GIVEN PROBLEM A
In the passage on ion-beam nano-patterns on semiconductors, condense the paragraph beginning "For Si(001) and Ge(001)" into a bulleted list that keeps its main facts.
GIVEN PROBLEM B
According to the passage on ion-beam nano-patterns on semiconductors, at what temperature was InAs irradiated?
GIVEN PROBLEM C
Extend the passage on ion-beam nano-patterns on semiconductors, picking up after its final sentence.
>> Begin PASSAGE TO READ
Fig. 2 Atomic force microscopy images of nano-patterns fabricated by ion irradiation on the surfaces of different semiconductors. (a) Nanogrooves on GaAs(001), (b) inverse squared pyramids on Si(001), (c) inverse hexagonal pyramids on Si(111), (d) nanogrooves on InAs(001), (e) inverse squared pyramids on Ge(001), and (f) inverse pyramids on Ge(111), respectively. The two-dimensional angle distributions (left) covering an area of ±30° and the three-dimensional AFM images (right) with scanning size of 500 × 500 nm are shown above the AFM images. The horizontal direction of the AFM images is along the [11̄0] direction. (g–i) Polar plots of the geometrical projections of planes of the diamond lattice with respect to the polar (001) surface (GaAs and InAs), to the (001) surface, and to the (111) surface of the diamond lattice (Si, Ge), respectively. The ion irradiation energy and fluence are 1 keV, 1 × 10¹⁹ cm⁻² Ar⁺ for (a), (d), (f), 1 keV, 3 × 10¹⁸ cm⁻² for (e), and 500 eV, 3 × 10¹⁸ cm⁻² Xe⁺ for (b) and (c), respectively. The irradiation temperatures are 410 °C for GaAs (a), 320 °C for InAs (d), 530 °C for Si (b, c) and 300 °C for Ge (e, f).

For Si(001) and Ge(001) a 4-fold symmetry can be identified in Fig. 2b and e. For single-element semiconductors the dimer rows in the [11̄0] and [110] directions consist of the same element, i.e. there is no longer a difference in their surface energy, and, consequently, the symmetry breaking disappears. The angle distribution exhibits peaks at 12° for Ge and 16° for Si, which are close to the {105} (11.31°) and {115} (15.79°) planes of the diamond lattice, respectively. The polar plot of the orientation of these facets with respect to the (001) surface is shown in Fig. 2h. The azimuthal orientation of the structures is different for Si(001) and Ge(001). On Si(001) the structures are oriented along the [110] direction, whereas on Ge(001) the structures align along the [100] direction. This is quite peculiar, because Si and Ge have the same crystal structure and exhibit usually the same (2 × 1) surface reconstruction of the (001) surface. The same facets and the rotation of the pattern by 45° between Si and Ge appear in homoepitaxial growth of Si and Ge as well.^28–31 The emergence of these edges is attributed to an additional barrier at kink sites, similar to the barrier at step edges. However, the origin of the different orientation of the Si and Ge mound facets has not yet been conclusively clarified.
>> End PASSAGE TO READ
>> Begin EXTRACTED DATA
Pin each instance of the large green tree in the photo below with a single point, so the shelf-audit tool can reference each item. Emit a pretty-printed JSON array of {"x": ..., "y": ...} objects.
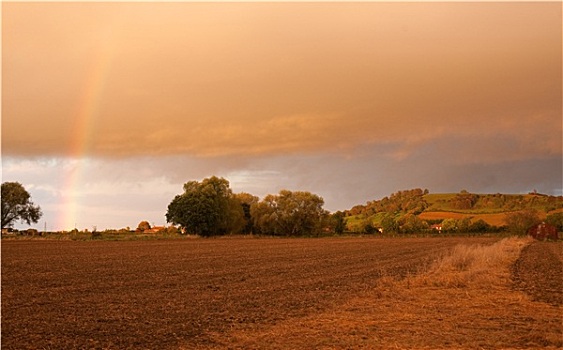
[
  {"x": 207, "y": 208},
  {"x": 17, "y": 205},
  {"x": 289, "y": 213}
]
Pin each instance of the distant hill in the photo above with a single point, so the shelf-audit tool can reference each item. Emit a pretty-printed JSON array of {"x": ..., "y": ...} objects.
[{"x": 432, "y": 208}]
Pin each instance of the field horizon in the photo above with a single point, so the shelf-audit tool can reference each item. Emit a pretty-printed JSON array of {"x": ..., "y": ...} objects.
[{"x": 237, "y": 293}]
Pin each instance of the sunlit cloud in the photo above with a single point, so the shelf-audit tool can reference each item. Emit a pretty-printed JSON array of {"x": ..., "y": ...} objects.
[{"x": 108, "y": 108}]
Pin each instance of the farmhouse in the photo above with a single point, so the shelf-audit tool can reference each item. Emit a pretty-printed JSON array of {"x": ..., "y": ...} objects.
[
  {"x": 155, "y": 229},
  {"x": 543, "y": 231},
  {"x": 437, "y": 227}
]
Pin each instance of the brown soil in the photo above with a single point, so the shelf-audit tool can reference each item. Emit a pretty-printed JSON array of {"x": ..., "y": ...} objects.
[
  {"x": 171, "y": 294},
  {"x": 267, "y": 294},
  {"x": 539, "y": 272}
]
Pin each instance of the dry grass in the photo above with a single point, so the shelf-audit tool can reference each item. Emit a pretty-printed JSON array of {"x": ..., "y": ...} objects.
[{"x": 463, "y": 301}]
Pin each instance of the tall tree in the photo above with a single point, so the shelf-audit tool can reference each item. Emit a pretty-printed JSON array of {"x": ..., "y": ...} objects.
[
  {"x": 289, "y": 213},
  {"x": 206, "y": 208},
  {"x": 17, "y": 205}
]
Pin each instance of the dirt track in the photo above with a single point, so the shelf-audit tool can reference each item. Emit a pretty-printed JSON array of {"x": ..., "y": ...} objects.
[
  {"x": 159, "y": 294},
  {"x": 539, "y": 272}
]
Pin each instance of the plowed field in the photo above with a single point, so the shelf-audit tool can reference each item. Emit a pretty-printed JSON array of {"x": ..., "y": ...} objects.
[
  {"x": 166, "y": 294},
  {"x": 221, "y": 293}
]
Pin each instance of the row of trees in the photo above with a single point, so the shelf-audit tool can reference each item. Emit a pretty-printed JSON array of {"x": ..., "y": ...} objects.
[{"x": 209, "y": 208}]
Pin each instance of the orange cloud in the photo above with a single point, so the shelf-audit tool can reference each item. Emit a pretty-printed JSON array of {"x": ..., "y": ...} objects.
[{"x": 214, "y": 80}]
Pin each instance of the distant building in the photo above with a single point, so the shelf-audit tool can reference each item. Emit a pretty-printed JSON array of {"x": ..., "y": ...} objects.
[
  {"x": 437, "y": 227},
  {"x": 155, "y": 229}
]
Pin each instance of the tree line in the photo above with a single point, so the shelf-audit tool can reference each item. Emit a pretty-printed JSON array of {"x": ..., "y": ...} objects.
[{"x": 210, "y": 208}]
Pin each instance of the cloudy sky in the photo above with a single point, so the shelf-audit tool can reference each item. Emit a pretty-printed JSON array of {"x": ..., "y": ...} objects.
[{"x": 108, "y": 108}]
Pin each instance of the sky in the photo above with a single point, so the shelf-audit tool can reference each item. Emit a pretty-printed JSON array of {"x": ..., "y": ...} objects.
[{"x": 109, "y": 108}]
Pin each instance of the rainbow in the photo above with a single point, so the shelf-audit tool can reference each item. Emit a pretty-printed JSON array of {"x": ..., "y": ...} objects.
[{"x": 82, "y": 137}]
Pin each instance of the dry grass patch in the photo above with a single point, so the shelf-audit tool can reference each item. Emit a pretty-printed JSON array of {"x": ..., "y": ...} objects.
[{"x": 463, "y": 301}]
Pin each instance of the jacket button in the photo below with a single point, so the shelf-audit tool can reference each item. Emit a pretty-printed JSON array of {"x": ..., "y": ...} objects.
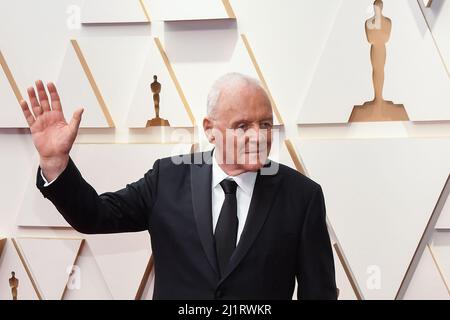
[{"x": 219, "y": 294}]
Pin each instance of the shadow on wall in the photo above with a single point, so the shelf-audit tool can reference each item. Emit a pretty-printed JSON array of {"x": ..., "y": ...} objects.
[{"x": 200, "y": 41}]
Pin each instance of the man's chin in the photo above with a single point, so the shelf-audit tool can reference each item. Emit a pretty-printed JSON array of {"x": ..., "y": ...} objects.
[{"x": 253, "y": 162}]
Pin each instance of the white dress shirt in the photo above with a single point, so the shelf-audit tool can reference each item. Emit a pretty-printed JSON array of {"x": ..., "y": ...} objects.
[{"x": 246, "y": 183}]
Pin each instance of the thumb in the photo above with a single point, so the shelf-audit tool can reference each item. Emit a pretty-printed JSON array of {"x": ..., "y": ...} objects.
[{"x": 76, "y": 119}]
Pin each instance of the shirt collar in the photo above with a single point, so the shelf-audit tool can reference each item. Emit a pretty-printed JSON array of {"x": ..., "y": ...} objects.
[{"x": 245, "y": 181}]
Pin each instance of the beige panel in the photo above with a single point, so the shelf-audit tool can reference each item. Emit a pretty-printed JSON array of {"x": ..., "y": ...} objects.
[
  {"x": 427, "y": 282},
  {"x": 50, "y": 274},
  {"x": 123, "y": 260}
]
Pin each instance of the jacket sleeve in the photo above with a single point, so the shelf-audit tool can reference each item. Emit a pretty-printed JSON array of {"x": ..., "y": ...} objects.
[
  {"x": 315, "y": 273},
  {"x": 126, "y": 210}
]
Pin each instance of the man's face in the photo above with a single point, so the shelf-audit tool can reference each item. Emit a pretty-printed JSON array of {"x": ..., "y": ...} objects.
[{"x": 241, "y": 128}]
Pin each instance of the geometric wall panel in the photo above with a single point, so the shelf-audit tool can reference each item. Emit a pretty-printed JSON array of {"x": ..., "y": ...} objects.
[
  {"x": 117, "y": 62},
  {"x": 130, "y": 162},
  {"x": 171, "y": 10},
  {"x": 443, "y": 221},
  {"x": 91, "y": 283},
  {"x": 441, "y": 251},
  {"x": 374, "y": 188},
  {"x": 78, "y": 89},
  {"x": 49, "y": 36},
  {"x": 438, "y": 18},
  {"x": 112, "y": 11},
  {"x": 343, "y": 77},
  {"x": 147, "y": 294},
  {"x": 10, "y": 261},
  {"x": 201, "y": 52},
  {"x": 172, "y": 106},
  {"x": 346, "y": 290},
  {"x": 51, "y": 273},
  {"x": 426, "y": 282},
  {"x": 297, "y": 33},
  {"x": 122, "y": 260}
]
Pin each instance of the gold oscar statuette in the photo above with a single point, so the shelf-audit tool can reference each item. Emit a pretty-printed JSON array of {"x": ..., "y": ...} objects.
[
  {"x": 378, "y": 31},
  {"x": 156, "y": 90}
]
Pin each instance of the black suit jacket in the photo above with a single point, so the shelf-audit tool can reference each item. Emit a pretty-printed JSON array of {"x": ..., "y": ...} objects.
[{"x": 285, "y": 236}]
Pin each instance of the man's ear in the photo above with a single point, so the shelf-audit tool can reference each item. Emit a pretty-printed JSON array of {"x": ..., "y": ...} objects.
[{"x": 208, "y": 128}]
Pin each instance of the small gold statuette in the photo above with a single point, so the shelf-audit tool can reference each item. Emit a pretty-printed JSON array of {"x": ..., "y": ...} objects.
[
  {"x": 13, "y": 284},
  {"x": 157, "y": 121},
  {"x": 378, "y": 31}
]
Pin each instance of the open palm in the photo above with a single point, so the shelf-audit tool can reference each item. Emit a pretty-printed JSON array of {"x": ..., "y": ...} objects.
[{"x": 52, "y": 136}]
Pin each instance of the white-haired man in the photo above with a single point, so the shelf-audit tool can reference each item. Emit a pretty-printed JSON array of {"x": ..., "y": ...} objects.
[{"x": 221, "y": 228}]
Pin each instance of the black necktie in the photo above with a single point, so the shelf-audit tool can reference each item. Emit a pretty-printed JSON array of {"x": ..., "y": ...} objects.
[{"x": 226, "y": 229}]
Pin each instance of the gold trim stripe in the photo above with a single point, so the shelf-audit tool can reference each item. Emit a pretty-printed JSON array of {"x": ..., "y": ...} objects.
[
  {"x": 144, "y": 280},
  {"x": 92, "y": 82},
  {"x": 441, "y": 273},
  {"x": 174, "y": 79},
  {"x": 10, "y": 78},
  {"x": 294, "y": 156},
  {"x": 229, "y": 9},
  {"x": 2, "y": 245},
  {"x": 347, "y": 271},
  {"x": 261, "y": 77},
  {"x": 24, "y": 264}
]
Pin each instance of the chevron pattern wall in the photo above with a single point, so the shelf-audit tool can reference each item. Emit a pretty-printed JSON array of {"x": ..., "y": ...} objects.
[{"x": 386, "y": 183}]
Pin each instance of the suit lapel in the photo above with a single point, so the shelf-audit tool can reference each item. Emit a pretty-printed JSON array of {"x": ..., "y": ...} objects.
[
  {"x": 201, "y": 175},
  {"x": 266, "y": 187}
]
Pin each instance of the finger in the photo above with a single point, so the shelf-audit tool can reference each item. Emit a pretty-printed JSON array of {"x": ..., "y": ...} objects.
[
  {"x": 76, "y": 119},
  {"x": 37, "y": 110},
  {"x": 27, "y": 113},
  {"x": 42, "y": 94},
  {"x": 54, "y": 96}
]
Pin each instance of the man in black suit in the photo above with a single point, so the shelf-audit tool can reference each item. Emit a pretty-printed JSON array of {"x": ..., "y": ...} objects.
[{"x": 224, "y": 224}]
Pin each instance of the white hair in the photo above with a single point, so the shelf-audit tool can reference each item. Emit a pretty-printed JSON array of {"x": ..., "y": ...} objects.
[{"x": 228, "y": 81}]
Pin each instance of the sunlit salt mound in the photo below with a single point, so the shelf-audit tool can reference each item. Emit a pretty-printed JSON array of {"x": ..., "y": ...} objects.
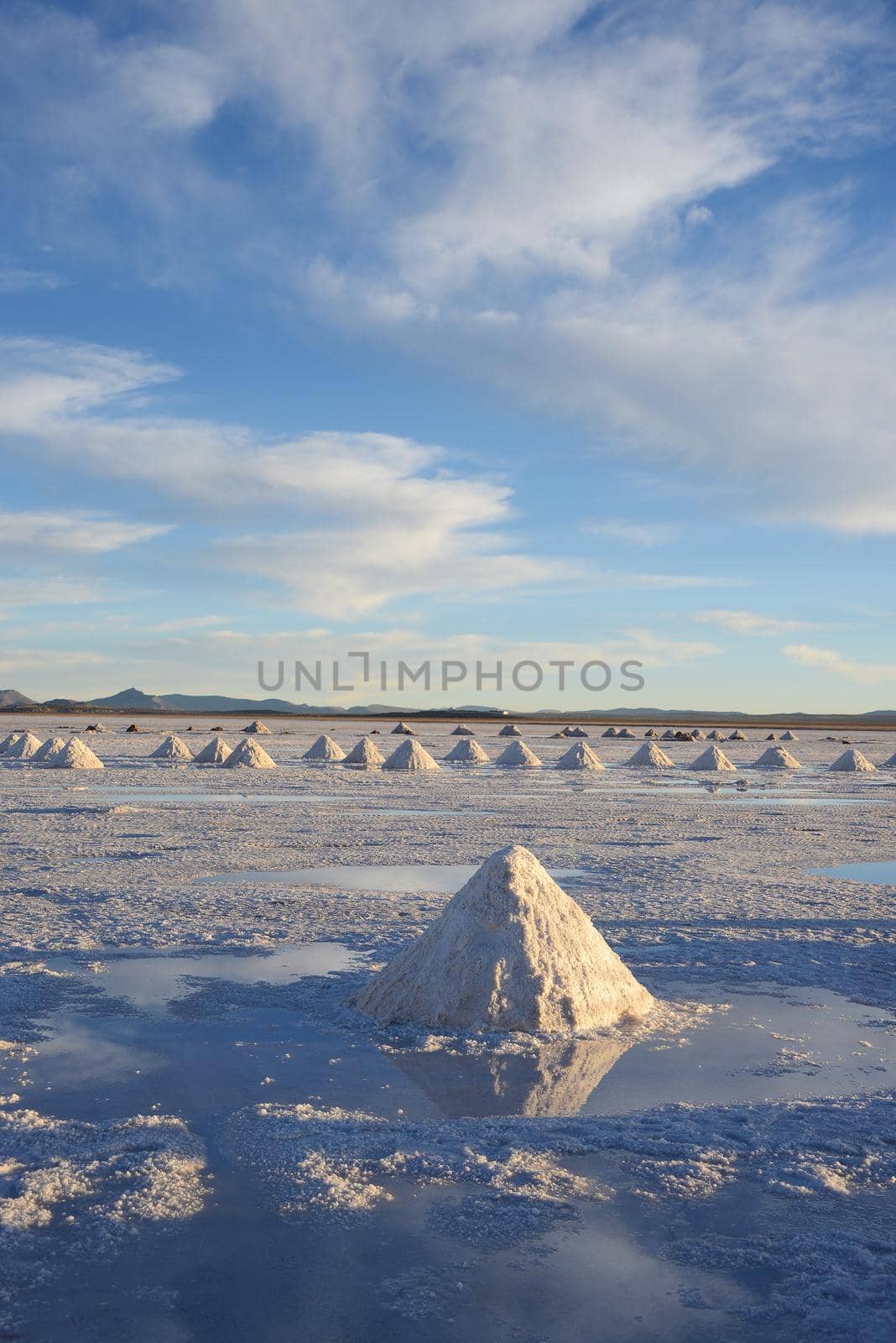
[
  {"x": 215, "y": 752},
  {"x": 172, "y": 749},
  {"x": 364, "y": 752},
  {"x": 467, "y": 752},
  {"x": 517, "y": 756},
  {"x": 853, "y": 762},
  {"x": 712, "y": 762},
  {"x": 24, "y": 747},
  {"x": 651, "y": 756},
  {"x": 580, "y": 756},
  {"x": 777, "y": 758},
  {"x": 248, "y": 755},
  {"x": 325, "y": 749},
  {"x": 74, "y": 755},
  {"x": 411, "y": 755},
  {"x": 510, "y": 951}
]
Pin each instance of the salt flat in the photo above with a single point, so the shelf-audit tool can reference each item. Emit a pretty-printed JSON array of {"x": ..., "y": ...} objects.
[{"x": 761, "y": 1212}]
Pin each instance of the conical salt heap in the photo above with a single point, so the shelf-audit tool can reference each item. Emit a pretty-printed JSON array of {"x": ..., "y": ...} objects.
[
  {"x": 74, "y": 755},
  {"x": 250, "y": 755},
  {"x": 172, "y": 749},
  {"x": 712, "y": 762},
  {"x": 411, "y": 755},
  {"x": 215, "y": 752},
  {"x": 47, "y": 750},
  {"x": 510, "y": 951},
  {"x": 325, "y": 749},
  {"x": 24, "y": 747},
  {"x": 364, "y": 752},
  {"x": 517, "y": 755},
  {"x": 652, "y": 756},
  {"x": 853, "y": 762},
  {"x": 580, "y": 756},
  {"x": 468, "y": 752},
  {"x": 777, "y": 758}
]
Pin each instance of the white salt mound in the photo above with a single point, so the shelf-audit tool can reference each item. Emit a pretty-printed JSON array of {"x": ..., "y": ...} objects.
[
  {"x": 467, "y": 752},
  {"x": 853, "y": 762},
  {"x": 510, "y": 951},
  {"x": 364, "y": 752},
  {"x": 651, "y": 756},
  {"x": 74, "y": 755},
  {"x": 172, "y": 749},
  {"x": 250, "y": 755},
  {"x": 24, "y": 747},
  {"x": 777, "y": 758},
  {"x": 517, "y": 755},
  {"x": 411, "y": 755},
  {"x": 325, "y": 749},
  {"x": 580, "y": 756},
  {"x": 712, "y": 760},
  {"x": 215, "y": 752}
]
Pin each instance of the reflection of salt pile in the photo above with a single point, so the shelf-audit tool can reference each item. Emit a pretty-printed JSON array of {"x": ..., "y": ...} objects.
[
  {"x": 411, "y": 755},
  {"x": 517, "y": 756},
  {"x": 364, "y": 752},
  {"x": 74, "y": 755},
  {"x": 580, "y": 756},
  {"x": 248, "y": 755},
  {"x": 215, "y": 752},
  {"x": 325, "y": 749},
  {"x": 651, "y": 756},
  {"x": 510, "y": 951},
  {"x": 172, "y": 749},
  {"x": 712, "y": 760},
  {"x": 853, "y": 762},
  {"x": 467, "y": 752},
  {"x": 777, "y": 758}
]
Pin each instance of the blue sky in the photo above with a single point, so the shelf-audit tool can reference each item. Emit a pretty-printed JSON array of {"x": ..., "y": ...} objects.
[{"x": 526, "y": 329}]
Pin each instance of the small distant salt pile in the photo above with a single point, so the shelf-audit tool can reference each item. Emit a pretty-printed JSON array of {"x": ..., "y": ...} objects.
[
  {"x": 215, "y": 752},
  {"x": 712, "y": 762},
  {"x": 74, "y": 755},
  {"x": 510, "y": 951},
  {"x": 248, "y": 755},
  {"x": 517, "y": 756},
  {"x": 777, "y": 758},
  {"x": 580, "y": 756},
  {"x": 364, "y": 752},
  {"x": 411, "y": 755},
  {"x": 24, "y": 747},
  {"x": 853, "y": 762},
  {"x": 467, "y": 752},
  {"x": 651, "y": 756},
  {"x": 325, "y": 749},
  {"x": 172, "y": 749}
]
>> End EXTRACTED DATA
EXERCISE RESULT A
- Si(001) and Ge(001) show a 4-fold symmetry (Fig. 2b and e).
- In single-element semiconductors, the dimer rows along [11̄0] and [110] consist of the same element. Their surface energies therefore match, and the symmetry breaking disappears.
- The angle distributions peak at 12° for Ge and 16° for Si. These are close to the {105} (11.31°) and {115} (15.79°) planes of the diamond lattice, respectively.
- Fig. 2h gives a polar plot of these facet orientations relative to the (001) surface.
- The structures align along [110] on Si(001) but along [100] on Ge(001). This is peculiar because Si and Ge share the same crystal structure and usually the same (2 × 1) reconstruction of the (001) surface.
- The same facets and a 45° rotation of the pattern between Si and Ge also occur in homoepitaxial growth of Si and Ge.
- These edges are attributed to an additional barrier at kink sites, similar to the barrier at step edges.
- The origin of the different facet orientations of Si and Ge has not yet been conclusively clarified.

EXERCISE RESULT B
320 °C

EXERCISE RESULT C
The patterns on the (111) surface of Si (Fig. 2c) and Ge (Fig. 2f) exhibit a different symmetry. On the Ge(111) surface, inverse pyramidal structures with an isotropic distribution are formed. The corresponding 2D angle distribution reveals a three-fold symmetry in the formation of the facets with a polar angle θ of 13°–16°. Noticeable is the development of a double peak structure in the 2D angle distribution separated by an azimuthal angle of ∼38°. Inspection of the geometrical projection of the possible facets of the diamond lattice with respect to the (111) surface reveals that the measured angle distribution coincides with the {356} facets. As can be seen in the polar plot of the crystal planes in Fig. 2i, six of these facets have the right polar angle of 15°. They appear as three pairs of two poles with a difference in the azimuthal angle of 38.2° and rotated by 120° to each other, in perfect agreement with the experimentally determined facet angles. These facets are typically not observed in homoepitaxial or heteroepitaxial growth of self-assembled Ge nanostructures. Thus, we can conclude that they are ion induced non-equilibrium stable crystal facets.

On the Si(111) surface inverse hexagonal pyramids are formed during ion irradiation. The structure size of these patterns exhibits a much broader distribution than for the patterns on Ge(111). Thus for Si(111) the wavelength selection at the beginning of the pattern formation is much weaker than for Ge(111). Furthermore, the 2D angle distribution shows six peaks with a polar angle of 21°–23° with a hexagonal symmetry. The facets, which correspond to these values are the {123} crystal planes (22.21°) of the diamond lattice, as can be seen in the geometrical projection of the planes with respect to the (111) surface in Fig. 2i.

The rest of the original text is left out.